**Set exercise**
Shift every bounding-box coordinate in the answers by adding 104, and reproduce everything from the line containing "the radish root tail — bbox it" down to the end of the records, requests included.

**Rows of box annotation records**
——————————
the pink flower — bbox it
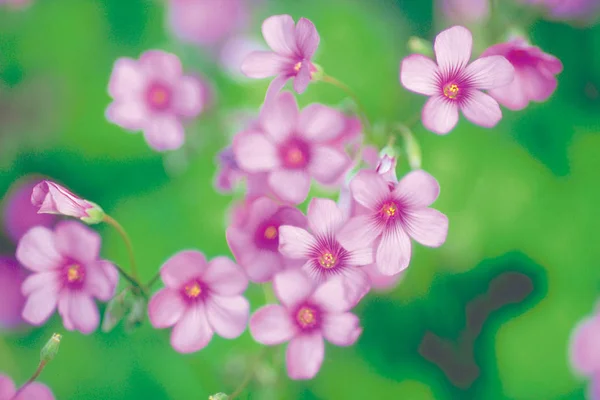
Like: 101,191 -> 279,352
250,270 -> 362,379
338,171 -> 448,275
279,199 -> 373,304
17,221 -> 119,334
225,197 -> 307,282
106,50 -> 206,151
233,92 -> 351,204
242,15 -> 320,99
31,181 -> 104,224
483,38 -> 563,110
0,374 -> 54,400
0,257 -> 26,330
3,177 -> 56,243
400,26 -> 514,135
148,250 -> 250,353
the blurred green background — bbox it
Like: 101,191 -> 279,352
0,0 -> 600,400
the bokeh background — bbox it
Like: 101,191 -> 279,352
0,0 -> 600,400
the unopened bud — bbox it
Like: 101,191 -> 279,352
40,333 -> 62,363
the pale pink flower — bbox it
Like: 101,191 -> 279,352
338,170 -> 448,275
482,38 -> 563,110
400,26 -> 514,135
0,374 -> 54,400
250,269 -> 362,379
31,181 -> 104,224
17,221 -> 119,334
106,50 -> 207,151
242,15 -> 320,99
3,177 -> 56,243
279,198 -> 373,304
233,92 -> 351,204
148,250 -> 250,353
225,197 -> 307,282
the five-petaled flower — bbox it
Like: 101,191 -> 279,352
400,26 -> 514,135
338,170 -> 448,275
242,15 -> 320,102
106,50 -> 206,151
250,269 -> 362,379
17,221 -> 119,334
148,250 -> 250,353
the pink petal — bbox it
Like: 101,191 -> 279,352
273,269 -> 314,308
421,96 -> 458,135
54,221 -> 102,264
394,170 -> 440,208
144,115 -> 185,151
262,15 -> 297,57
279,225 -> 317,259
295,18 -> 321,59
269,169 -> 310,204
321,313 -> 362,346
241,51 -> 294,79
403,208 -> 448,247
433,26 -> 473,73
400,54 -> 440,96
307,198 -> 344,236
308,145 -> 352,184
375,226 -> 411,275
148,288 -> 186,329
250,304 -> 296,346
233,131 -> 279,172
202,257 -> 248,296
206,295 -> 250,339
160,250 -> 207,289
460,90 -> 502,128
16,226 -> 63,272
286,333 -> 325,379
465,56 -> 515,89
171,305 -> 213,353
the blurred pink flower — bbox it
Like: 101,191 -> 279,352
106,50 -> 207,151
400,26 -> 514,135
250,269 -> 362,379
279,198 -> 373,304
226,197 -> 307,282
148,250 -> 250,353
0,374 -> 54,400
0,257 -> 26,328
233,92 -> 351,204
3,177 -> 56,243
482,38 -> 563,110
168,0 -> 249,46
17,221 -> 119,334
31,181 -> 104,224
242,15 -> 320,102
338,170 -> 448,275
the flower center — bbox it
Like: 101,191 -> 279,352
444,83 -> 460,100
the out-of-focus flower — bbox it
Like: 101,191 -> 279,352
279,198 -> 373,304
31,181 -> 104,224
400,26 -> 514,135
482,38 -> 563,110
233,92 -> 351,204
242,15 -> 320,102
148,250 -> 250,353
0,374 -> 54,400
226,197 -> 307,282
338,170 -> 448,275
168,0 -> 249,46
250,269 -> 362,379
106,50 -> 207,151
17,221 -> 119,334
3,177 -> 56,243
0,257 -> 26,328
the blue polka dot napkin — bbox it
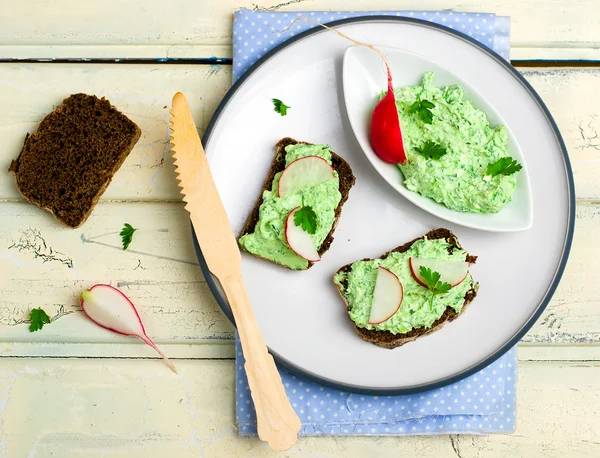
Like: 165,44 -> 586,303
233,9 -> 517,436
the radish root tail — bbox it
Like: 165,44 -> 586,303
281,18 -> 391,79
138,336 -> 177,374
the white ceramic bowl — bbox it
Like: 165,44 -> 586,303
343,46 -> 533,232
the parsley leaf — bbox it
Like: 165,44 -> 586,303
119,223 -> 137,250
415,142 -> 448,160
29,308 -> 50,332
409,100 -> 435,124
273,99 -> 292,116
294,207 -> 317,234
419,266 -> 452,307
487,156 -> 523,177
——————————
**Written answer**
the radish root tail — bbox it
Like: 165,44 -> 586,303
385,122 -> 495,183
242,440 -> 281,478
the white ceramic bowl — bbox it
Like: 165,44 -> 586,303
447,150 -> 637,336
the parsley leaf — bbox it
Like: 165,44 -> 586,303
223,327 -> 241,354
519,246 -> 552,264
133,412 -> 154,436
513,204 -> 539,228
377,203 -> 396,220
398,311 -> 421,338
523,370 -> 556,411
591,260 -> 627,281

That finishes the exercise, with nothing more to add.